(WHAT IS NEEDED) Restate the following data in its entirety, word for word and without images.

[Records drawn from a dataset]
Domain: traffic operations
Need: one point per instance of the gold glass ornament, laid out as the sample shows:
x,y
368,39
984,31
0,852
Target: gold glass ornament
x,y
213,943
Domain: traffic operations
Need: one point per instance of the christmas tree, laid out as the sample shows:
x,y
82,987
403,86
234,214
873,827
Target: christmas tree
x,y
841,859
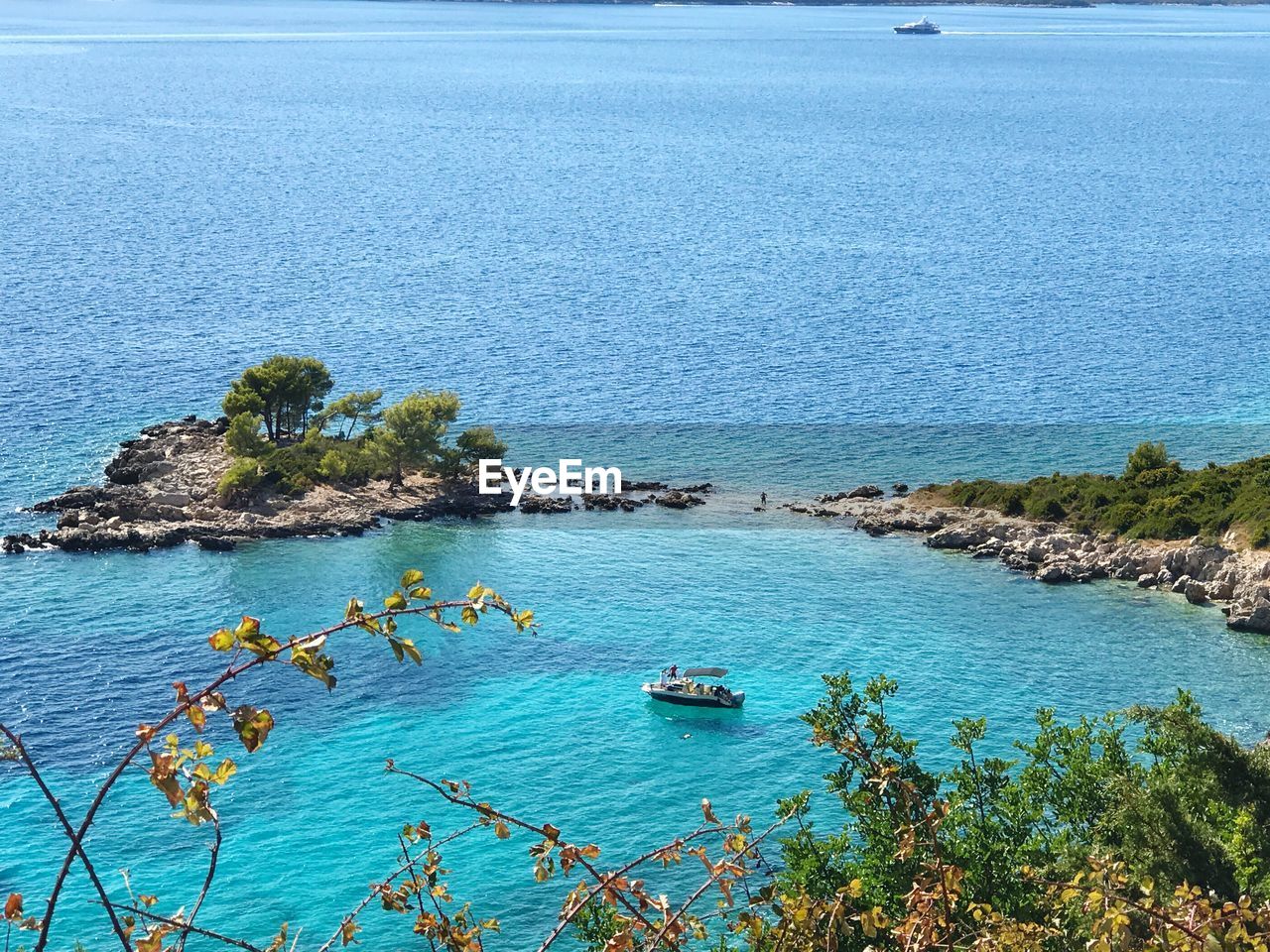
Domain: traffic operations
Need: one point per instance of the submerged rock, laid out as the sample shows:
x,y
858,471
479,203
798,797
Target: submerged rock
x,y
1056,553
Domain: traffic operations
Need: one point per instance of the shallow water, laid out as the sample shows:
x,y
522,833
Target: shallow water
x,y
775,248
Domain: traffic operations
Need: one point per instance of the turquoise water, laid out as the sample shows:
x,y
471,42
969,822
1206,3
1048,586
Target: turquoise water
x,y
776,248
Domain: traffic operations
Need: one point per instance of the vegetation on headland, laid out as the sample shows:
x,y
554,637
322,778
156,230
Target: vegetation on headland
x,y
282,433
1153,498
1146,829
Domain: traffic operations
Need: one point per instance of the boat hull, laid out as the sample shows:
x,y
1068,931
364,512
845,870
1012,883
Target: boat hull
x,y
680,697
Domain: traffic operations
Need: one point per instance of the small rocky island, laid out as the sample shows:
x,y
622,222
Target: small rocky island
x,y
1223,562
282,462
160,490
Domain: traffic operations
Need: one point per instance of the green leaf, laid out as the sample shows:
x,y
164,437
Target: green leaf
x,y
253,726
221,640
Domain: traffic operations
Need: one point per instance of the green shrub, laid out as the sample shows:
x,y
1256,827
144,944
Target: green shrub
x,y
240,479
333,466
243,436
1146,456
1155,499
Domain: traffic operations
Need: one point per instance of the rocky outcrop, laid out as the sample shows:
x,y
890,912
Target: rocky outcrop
x,y
162,490
1238,580
547,504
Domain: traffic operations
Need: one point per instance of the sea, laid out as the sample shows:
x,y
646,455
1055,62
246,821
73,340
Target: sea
x,y
775,248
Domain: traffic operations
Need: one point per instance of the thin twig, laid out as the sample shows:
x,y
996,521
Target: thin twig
x,y
180,924
304,642
207,884
76,846
485,810
376,889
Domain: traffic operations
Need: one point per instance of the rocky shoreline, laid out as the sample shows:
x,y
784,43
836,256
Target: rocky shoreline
x,y
160,492
1234,579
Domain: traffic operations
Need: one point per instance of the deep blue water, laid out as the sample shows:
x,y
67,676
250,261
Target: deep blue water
x,y
776,248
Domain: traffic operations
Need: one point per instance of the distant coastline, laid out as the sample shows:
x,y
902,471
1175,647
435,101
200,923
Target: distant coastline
x,y
160,490
1052,4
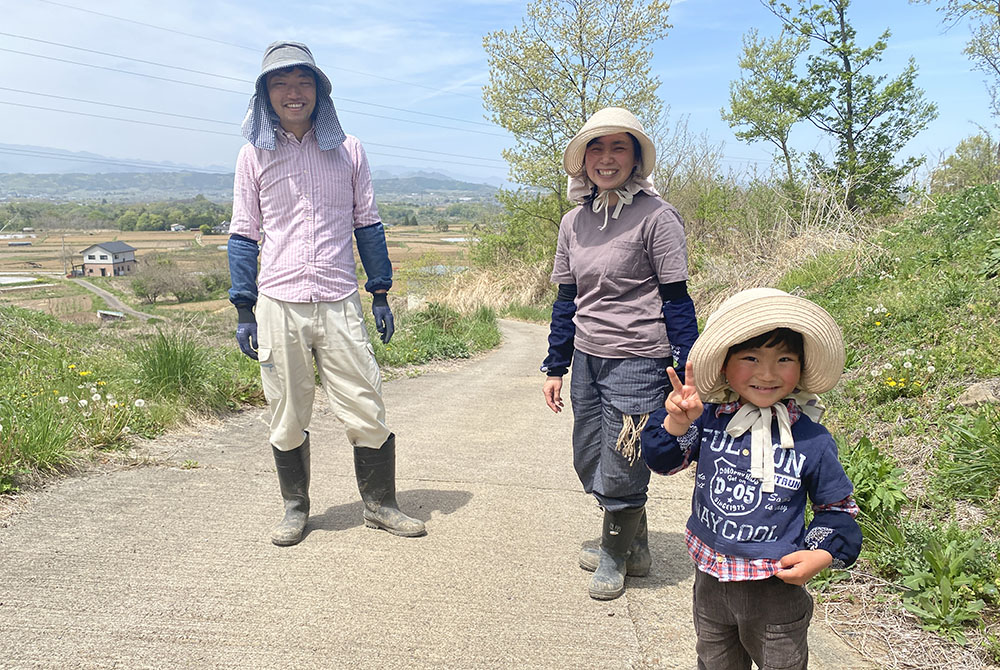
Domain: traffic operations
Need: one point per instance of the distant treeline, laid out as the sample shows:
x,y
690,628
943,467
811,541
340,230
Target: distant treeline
x,y
194,213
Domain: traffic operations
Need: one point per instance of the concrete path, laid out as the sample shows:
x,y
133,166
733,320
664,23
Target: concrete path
x,y
167,567
113,301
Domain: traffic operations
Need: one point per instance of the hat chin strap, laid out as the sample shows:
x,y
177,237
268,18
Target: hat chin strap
x,y
758,421
601,202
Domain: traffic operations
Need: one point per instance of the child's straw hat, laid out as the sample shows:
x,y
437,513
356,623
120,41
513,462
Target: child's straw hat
x,y
760,310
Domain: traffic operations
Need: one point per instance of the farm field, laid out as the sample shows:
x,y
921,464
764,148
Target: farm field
x,y
419,254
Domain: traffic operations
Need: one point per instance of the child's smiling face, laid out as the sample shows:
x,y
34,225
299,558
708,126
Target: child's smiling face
x,y
763,375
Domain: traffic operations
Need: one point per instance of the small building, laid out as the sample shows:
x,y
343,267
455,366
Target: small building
x,y
109,259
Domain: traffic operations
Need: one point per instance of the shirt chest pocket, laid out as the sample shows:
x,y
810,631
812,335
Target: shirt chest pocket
x,y
627,259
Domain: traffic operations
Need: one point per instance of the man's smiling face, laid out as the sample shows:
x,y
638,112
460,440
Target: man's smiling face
x,y
292,94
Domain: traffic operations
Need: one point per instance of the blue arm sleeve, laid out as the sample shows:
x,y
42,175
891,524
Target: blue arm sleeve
x,y
838,533
242,253
664,453
374,257
562,332
682,328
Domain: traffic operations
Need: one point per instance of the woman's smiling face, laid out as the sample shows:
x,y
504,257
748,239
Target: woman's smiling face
x,y
610,160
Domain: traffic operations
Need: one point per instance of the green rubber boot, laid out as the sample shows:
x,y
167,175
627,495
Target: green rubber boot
x,y
376,472
293,477
637,562
619,530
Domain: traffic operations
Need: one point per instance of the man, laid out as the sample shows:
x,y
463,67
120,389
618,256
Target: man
x,y
302,187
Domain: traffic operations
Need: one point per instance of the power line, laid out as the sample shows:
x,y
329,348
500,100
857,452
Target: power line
x,y
228,90
195,118
82,159
222,76
256,50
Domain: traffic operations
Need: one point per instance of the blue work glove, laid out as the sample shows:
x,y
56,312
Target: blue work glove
x,y
384,323
246,332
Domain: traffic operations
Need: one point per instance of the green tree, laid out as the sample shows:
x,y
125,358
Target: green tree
x,y
868,117
568,59
761,102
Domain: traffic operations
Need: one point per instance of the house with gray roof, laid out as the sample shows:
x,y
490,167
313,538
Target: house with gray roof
x,y
109,259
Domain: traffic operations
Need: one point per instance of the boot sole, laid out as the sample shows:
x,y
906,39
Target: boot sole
x,y
591,566
401,533
606,595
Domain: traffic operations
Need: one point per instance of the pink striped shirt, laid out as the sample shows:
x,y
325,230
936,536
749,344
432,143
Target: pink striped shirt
x,y
305,204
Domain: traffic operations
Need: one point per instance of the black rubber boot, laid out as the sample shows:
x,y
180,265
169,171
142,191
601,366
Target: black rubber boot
x,y
637,562
293,477
619,530
376,472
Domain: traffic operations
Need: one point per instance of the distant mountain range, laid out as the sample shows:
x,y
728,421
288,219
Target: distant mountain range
x,y
30,172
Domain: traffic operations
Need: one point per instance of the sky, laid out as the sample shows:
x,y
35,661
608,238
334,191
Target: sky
x,y
91,75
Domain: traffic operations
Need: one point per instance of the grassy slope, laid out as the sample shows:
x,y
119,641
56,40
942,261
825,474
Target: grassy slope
x,y
920,319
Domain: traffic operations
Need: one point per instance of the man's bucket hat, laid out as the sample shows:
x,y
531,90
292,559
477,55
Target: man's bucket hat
x,y
261,121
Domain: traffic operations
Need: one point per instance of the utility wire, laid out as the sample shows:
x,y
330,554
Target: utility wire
x,y
82,159
256,50
222,76
227,90
195,118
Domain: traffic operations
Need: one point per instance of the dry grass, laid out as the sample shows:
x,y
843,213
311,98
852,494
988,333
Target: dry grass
x,y
520,284
882,631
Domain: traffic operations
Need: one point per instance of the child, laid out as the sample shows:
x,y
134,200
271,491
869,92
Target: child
x,y
763,356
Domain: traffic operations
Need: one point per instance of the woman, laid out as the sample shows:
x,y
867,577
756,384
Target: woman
x,y
622,315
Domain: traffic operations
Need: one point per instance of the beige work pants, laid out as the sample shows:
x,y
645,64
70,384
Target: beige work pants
x,y
291,338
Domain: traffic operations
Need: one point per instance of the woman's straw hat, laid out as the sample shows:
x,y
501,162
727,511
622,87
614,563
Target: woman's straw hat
x,y
609,121
760,310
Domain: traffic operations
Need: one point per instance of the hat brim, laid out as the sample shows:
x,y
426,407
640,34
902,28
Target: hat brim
x,y
577,148
823,343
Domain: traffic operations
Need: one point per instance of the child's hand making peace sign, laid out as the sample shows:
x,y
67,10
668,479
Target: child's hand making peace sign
x,y
683,404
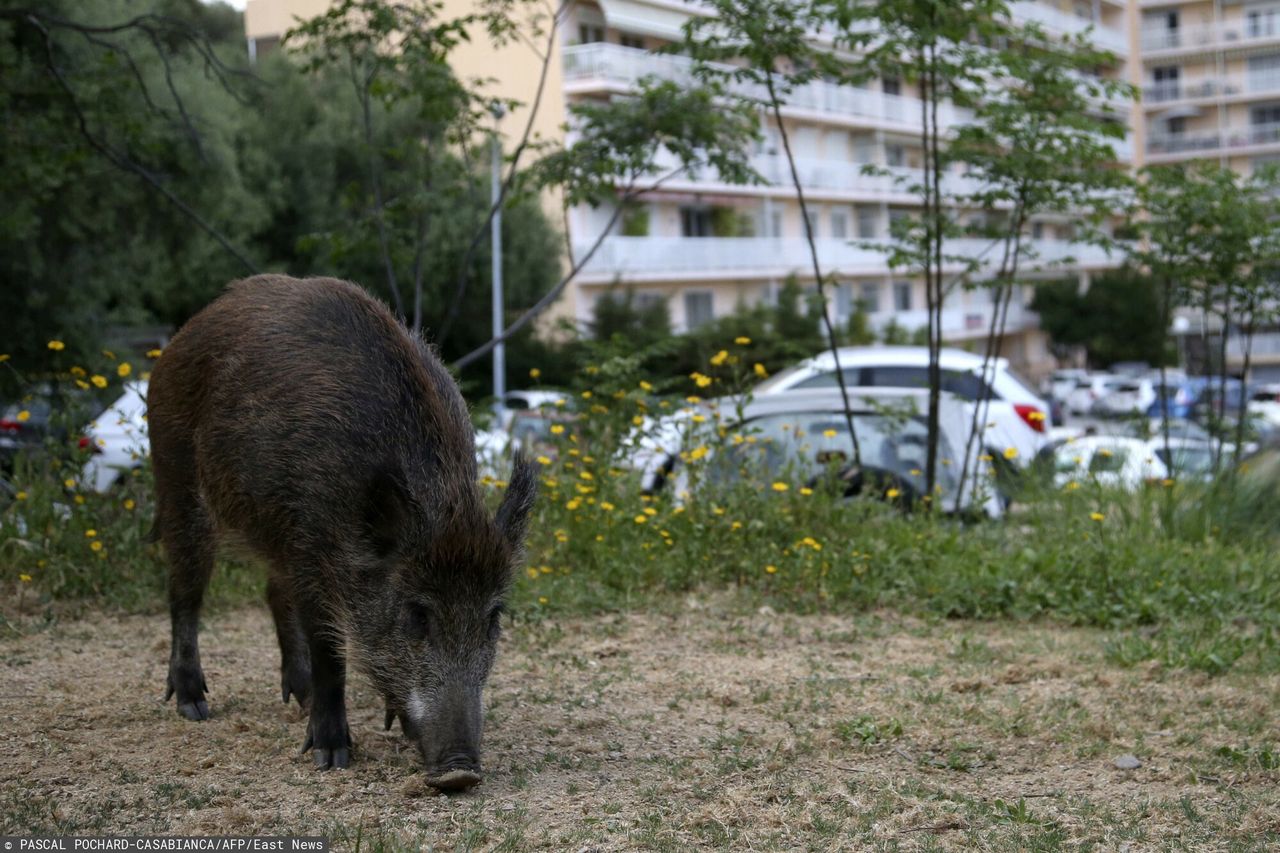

(WRITTEN RESPONSE)
Domain: traffic operations
Need: one point per instance of the gold glass ornament, laid out as the sample shows:
x,y
368,39
984,31
0,852
Target: gold glass ornament
x,y
213,943
Domain: traffic operations
Need: one point per instance of the christmas tree, laid out as the sample shows:
x,y
82,987
403,86
234,214
873,827
Target: christmas tree
x,y
841,859
Domain: traffic operations
Need: one point per instance of the submerged rock, laid out as the sample shows:
x,y
858,471
479,203
798,797
Target: submerged rock
x,y
1056,553
Domain: traffic operations
Need: one point per instance of the shallow water, laid out as the sample shows:
x,y
522,833
Target: shallow water
x,y
775,248
Domain: traffic operations
Need: one point per instance of the turquoise water, laid out as the sample shows:
x,y
471,42
969,822
1206,3
1048,586
Target: turquoise water
x,y
776,248
Domain: traffic operations
Need: one point per instance of the vegetation on headland, laid out as the sample shows:
x,y
554,637
322,778
156,230
Target: vegetation on headland
x,y
282,433
1153,498
1146,829
Domain: traffic operations
Need: one point per instance of the boat hull, laid out as the sample shows:
x,y
1068,931
364,512
845,870
1012,883
Target: boat hull
x,y
680,697
Domain: traffic operations
Need: one point per instance of the small rocky island, laid out as the sample shows:
x,y
622,222
Target: small rocky island
x,y
1223,562
282,462
160,490
Domain: traffic operations
Need: one point per instance of the green leaf, laid out as the sample shows:
x,y
164,437
Target: green leaf
x,y
253,726
221,640
Domain: traffic operations
Need: one point per instance of the green shrub, laid out as the sample shows:
x,y
1256,827
144,944
Target: green shrub
x,y
240,479
333,466
243,436
1146,456
1155,499
Domain: traffic operations
Need: one point per instance of the rocky outcrop, laid out as the sample shows:
x,y
890,912
Target: rocky outcrop
x,y
162,490
1238,580
547,504
Domain: traffic operations
Need: one point per instance of the sea, laid out as the sample shows:
x,y
646,455
1055,62
246,821
73,340
Target: sea
x,y
775,248
Domain: traffic operations
Need: one point per instance of the thin twig, laid out as the sample shows:
x,y
996,521
Target: thin twig
x,y
180,924
304,642
207,884
76,846
485,810
376,889
Domain: traffic operations
Need: one point per instance of the rocky shoreline, laid out as the sample shows:
x,y
784,43
836,256
Target: rocky shoreline
x,y
160,492
1234,579
Domain: traffic operations
Need: one point per instance of the deep blue water, laid out as the sample shows:
x,y
67,676
250,261
Target: deep blue water
x,y
776,248
Domain: traffic operations
Need: one point per instance of the distant coastline, laid out as the sample shows:
x,y
902,471
1175,647
435,101
200,923
Target: distant coastline
x,y
160,490
1052,4
Domain: traffic operations
Need: one point per instance of the distant treeline, laid out as the sample shows:
x,y
690,628
943,467
811,541
340,230
Target: distant treeline
x,y
194,213
Domain: traffic operations
Need: one point per instance of the concrete path, laid out as the sample shows:
x,y
133,166
733,320
664,23
Target: concrete path
x,y
167,567
113,301
Domain: traffic operations
Need: one point per instance of the hat chin strap, laid out as the sample shows:
x,y
177,237
268,18
Target: hat chin strap
x,y
758,421
601,202
Domain: traffic operations
Need: one point per instance of the child's straw hat, laid out as the sample shows:
x,y
437,513
356,623
120,41
513,462
Target: child's straw hat
x,y
760,310
Domain: traffic operations
Need: one point per instance of the farm field, laid out as the sample shows:
x,y
921,464
764,148
Target: farm field
x,y
419,254
Domain: traffic operations
Need: one point per instance of the child's smiling face, laid out as the sample shows:
x,y
34,225
299,558
708,126
Target: child's smiling face
x,y
763,375
Domain: traffic operations
Need: one point per instance of the small building, laid out as the sample shows:
x,y
343,267
455,366
Target: small building
x,y
109,259
Domain: traffic operations
Need: one point per instance of the shirt chest pocket, laid out as the sample shows:
x,y
810,631
812,335
Target: shirt chest pocket
x,y
627,259
Domain: traffic operations
Need: one point per instance of the man's smiling face, laid out as the sample shows:
x,y
638,112
460,440
Target: man's smiling face
x,y
292,94
Domain: traffic operations
Need: one point per instance of the blue arm sleeve, laid out as the sample shows:
x,y
42,175
891,524
Target: blue arm sleeve
x,y
838,533
242,253
664,453
374,257
562,332
682,328
Domain: traffic operations
Need: one point per instance of the woman's smiling face, laid out as the sample shows:
x,y
504,257
748,239
Target: woman's smiling face
x,y
610,160
Domain: traffic operations
Need: one point per instance of the green rubber boot, laid out as the sample shows:
x,y
167,175
627,495
Target: green rubber boot
x,y
376,472
293,477
637,562
619,530
Domain: traffic operations
Need: one point per instance of the man, laid out as the sample shows:
x,y
463,67
120,389
618,256
Target: man
x,y
302,187
Domain: traffic operations
Need: one point per instance of the power line, laid out as the sample shows:
x,y
329,348
500,100
857,452
Target: power line
x,y
228,90
195,118
82,159
222,76
256,50
Domain: traffic operations
Need: one point per instance of the blue work glove, laid out as the sample shows:
x,y
56,312
Target: blue work glove
x,y
384,323
246,332
Domain: traffic operations
Need: one point per instance of the green tree, laid out as the sample shows:
x,y
125,358
Target: green tree
x,y
868,117
568,59
761,102
Domain: traffic operations
Need: one point per instance of the house with gray roof, laid out as the sample shows:
x,y
490,167
313,538
Target: house with gray roof
x,y
109,259
Domain: traffic operations
Need: one point per instance of the boot sole, laid out as the sample shows:
x,y
906,39
Target: boot sole
x,y
591,566
401,533
606,595
Domain: traffic operations
Need: one point per instance of the pink striped shirt, laid out as the sample shows:
x,y
325,230
936,536
749,344
432,143
Target: pink striped shirt
x,y
305,204
Domain: traffic operations
Need: one point per instance of the black rubber boot, laid out as the sample shows:
x,y
180,265
169,171
142,191
601,366
Target: black rubber boot
x,y
637,562
293,477
619,530
376,472
Domain: traffic operations
Need: one point per instance of the distant mountain range, laid out as the sample shows:
x,y
728,421
288,219
Target: distant mountain range
x,y
30,172
Domain: traffic operations
Need: one point per instance of the sky, laid out as the sample shows:
x,y
35,661
608,238
334,191
Target: sky
x,y
91,75
Domain: traffic operations
Need: one point per instance of the grassy slope, laid out as the sample shows:
x,y
119,641
56,40
942,261
825,474
Target: grassy slope
x,y
920,319
Domain: traffic operations
Need: one point per instance of the man's bucket hat, laid out as the sample shows:
x,y
531,90
292,559
477,55
Target: man's bucket hat
x,y
261,121
Domain: traffic operations
Need: one point per instance of the utility wire, laid out as the sample shows:
x,y
330,554
Target: utility wire
x,y
82,159
256,50
222,76
227,90
195,118
Domain: traffic operations
Need: one point per instance of the dry grass, laid out as the sample shows:
x,y
843,213
311,98
852,494
988,333
Target: dry grass
x,y
520,284
882,631
Domain: traffic operations
Need: one point per instance of the child, laid out as the sample shows:
x,y
134,200
271,491
869,92
Target: child
x,y
763,356
Domain: traffic operations
Need: one point per instance of the woman, laid out as the sample shows:
x,y
867,577
756,384
Target: woman
x,y
622,315
Domain: traffic operations
Need: one point per instance of the beige work pants, laid out as the sample shows:
x,y
645,64
70,384
Target: beige work pants
x,y
291,338
Domain: traffic operations
Need: one point per instance of the woman's straw hat, laid out as the sample shows:
x,y
501,162
727,511
622,87
614,563
Target: woman's straw hat
x,y
609,121
760,310
Domain: traffic operations
Need: one point per instance of the hat brim, laid out as the sample shows:
x,y
426,407
640,34
902,28
Target: hat brim
x,y
577,148
823,343
Domain: traffic operations
Need: one point per instance of the child's hand making peace sign, laid out as the sample shows:
x,y
67,10
668,479
Target: child's hand making peace sign
x,y
683,404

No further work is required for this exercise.